◆ What to work on
Your answer must be an exact copy of the lines below, from the first through the one with "# example output, e.g. point(245, 317)", with no pictures.

◆ Excerpted records
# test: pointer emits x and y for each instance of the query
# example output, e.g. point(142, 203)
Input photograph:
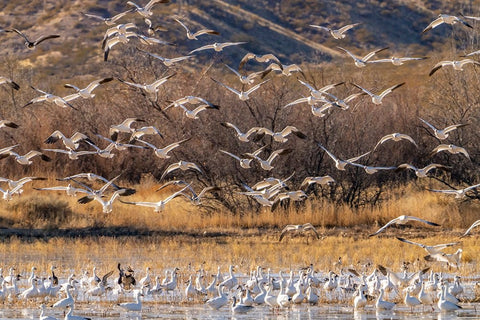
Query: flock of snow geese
point(258, 289)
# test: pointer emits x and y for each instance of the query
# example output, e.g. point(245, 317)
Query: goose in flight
point(243, 95)
point(140, 132)
point(240, 135)
point(32, 44)
point(48, 97)
point(395, 137)
point(71, 143)
point(341, 164)
point(267, 58)
point(246, 79)
point(150, 88)
point(422, 172)
point(377, 99)
point(244, 162)
point(217, 46)
point(445, 18)
point(336, 33)
point(159, 205)
point(11, 83)
point(193, 36)
point(85, 93)
point(125, 127)
point(267, 164)
point(162, 153)
point(474, 225)
point(456, 64)
point(317, 180)
point(459, 193)
point(109, 21)
point(443, 134)
point(8, 123)
point(281, 135)
point(403, 219)
point(450, 148)
point(298, 228)
point(166, 61)
point(430, 249)
point(182, 165)
point(372, 169)
point(146, 11)
point(359, 61)
point(193, 114)
point(25, 159)
point(398, 61)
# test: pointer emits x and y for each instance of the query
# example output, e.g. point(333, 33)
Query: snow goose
point(298, 228)
point(109, 21)
point(403, 219)
point(243, 95)
point(377, 98)
point(182, 165)
point(32, 44)
point(443, 134)
point(395, 137)
point(361, 62)
point(193, 35)
point(162, 153)
point(11, 83)
point(217, 46)
point(159, 205)
point(453, 149)
point(267, 164)
point(422, 172)
point(474, 225)
point(341, 164)
point(445, 18)
point(336, 33)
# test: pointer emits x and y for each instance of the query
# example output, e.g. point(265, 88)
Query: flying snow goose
point(163, 152)
point(193, 35)
point(11, 83)
point(259, 58)
point(166, 61)
point(85, 93)
point(242, 95)
point(443, 134)
point(361, 62)
point(395, 137)
point(456, 65)
point(422, 172)
point(377, 98)
point(217, 46)
point(32, 44)
point(240, 135)
point(445, 18)
point(71, 143)
point(336, 33)
point(341, 164)
point(182, 165)
point(450, 148)
point(403, 219)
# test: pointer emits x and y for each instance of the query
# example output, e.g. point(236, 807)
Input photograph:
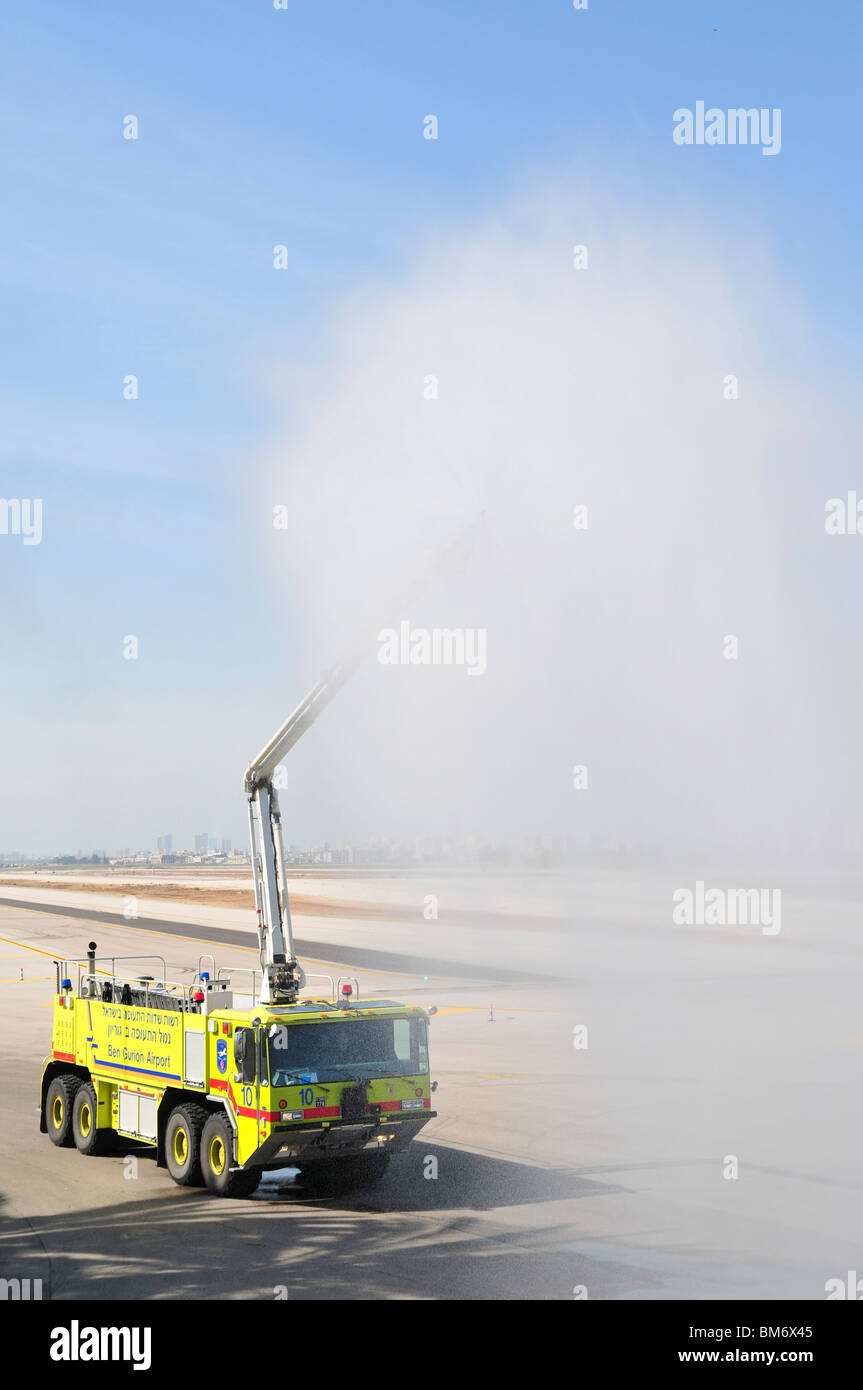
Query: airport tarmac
point(603, 1171)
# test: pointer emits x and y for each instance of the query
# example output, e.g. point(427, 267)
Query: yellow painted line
point(502, 1009)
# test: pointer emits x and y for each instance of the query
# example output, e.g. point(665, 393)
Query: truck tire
point(59, 1101)
point(216, 1150)
point(85, 1112)
point(182, 1143)
point(338, 1176)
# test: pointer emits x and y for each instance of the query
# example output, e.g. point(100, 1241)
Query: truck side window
point(243, 1054)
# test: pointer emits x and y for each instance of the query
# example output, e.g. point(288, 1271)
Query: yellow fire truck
point(331, 1086)
point(328, 1086)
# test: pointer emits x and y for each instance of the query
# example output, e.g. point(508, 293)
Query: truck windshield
point(346, 1048)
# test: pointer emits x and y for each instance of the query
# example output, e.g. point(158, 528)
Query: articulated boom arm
point(282, 975)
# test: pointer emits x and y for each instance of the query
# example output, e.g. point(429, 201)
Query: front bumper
point(302, 1143)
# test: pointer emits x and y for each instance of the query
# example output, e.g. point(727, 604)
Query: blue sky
point(305, 127)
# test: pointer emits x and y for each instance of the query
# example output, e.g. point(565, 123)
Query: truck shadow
point(171, 1243)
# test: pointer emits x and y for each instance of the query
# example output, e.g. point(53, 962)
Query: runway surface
point(603, 1168)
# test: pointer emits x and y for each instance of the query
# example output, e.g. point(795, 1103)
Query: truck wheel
point(59, 1109)
point(85, 1109)
point(216, 1150)
point(182, 1144)
point(345, 1175)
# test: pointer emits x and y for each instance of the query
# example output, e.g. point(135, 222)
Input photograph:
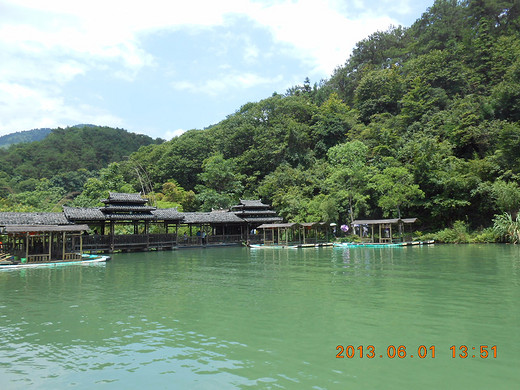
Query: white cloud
point(46, 110)
point(174, 133)
point(230, 81)
point(47, 44)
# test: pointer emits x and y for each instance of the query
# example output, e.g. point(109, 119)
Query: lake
point(237, 318)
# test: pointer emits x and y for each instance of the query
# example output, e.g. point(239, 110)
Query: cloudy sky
point(160, 67)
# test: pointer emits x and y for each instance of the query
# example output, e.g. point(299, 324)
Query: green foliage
point(110, 179)
point(507, 227)
point(422, 121)
point(220, 186)
point(44, 197)
point(457, 235)
point(396, 188)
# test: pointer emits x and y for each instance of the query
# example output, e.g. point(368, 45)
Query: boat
point(382, 245)
point(263, 246)
point(85, 260)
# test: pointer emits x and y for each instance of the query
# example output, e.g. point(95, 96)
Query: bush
point(507, 228)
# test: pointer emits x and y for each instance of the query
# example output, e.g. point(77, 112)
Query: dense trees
point(421, 121)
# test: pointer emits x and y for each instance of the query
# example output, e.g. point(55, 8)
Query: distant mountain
point(65, 150)
point(23, 137)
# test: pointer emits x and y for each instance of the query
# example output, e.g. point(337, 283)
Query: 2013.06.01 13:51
point(482, 351)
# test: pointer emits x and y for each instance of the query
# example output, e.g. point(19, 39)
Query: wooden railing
point(42, 258)
point(151, 241)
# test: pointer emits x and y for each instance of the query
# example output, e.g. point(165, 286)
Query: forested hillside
point(421, 121)
point(44, 174)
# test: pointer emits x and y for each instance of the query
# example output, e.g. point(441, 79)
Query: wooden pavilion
point(126, 222)
point(41, 237)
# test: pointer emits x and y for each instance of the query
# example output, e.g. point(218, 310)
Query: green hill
point(67, 150)
point(422, 121)
point(23, 137)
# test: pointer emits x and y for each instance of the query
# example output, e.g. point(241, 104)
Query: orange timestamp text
point(422, 352)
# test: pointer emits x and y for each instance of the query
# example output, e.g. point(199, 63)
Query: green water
point(238, 318)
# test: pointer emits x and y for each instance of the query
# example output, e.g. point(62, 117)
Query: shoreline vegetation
point(422, 121)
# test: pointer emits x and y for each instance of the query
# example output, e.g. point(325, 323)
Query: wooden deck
point(144, 242)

◆ Response area
# test: pointer emits x and y for each instance of the query
# example output, e.g. point(142, 203)
Input photograph:
Query: flock of snow geese
point(258, 289)
# test: pointer emits x and y for each instance of the query
# example output, e.g. point(245, 317)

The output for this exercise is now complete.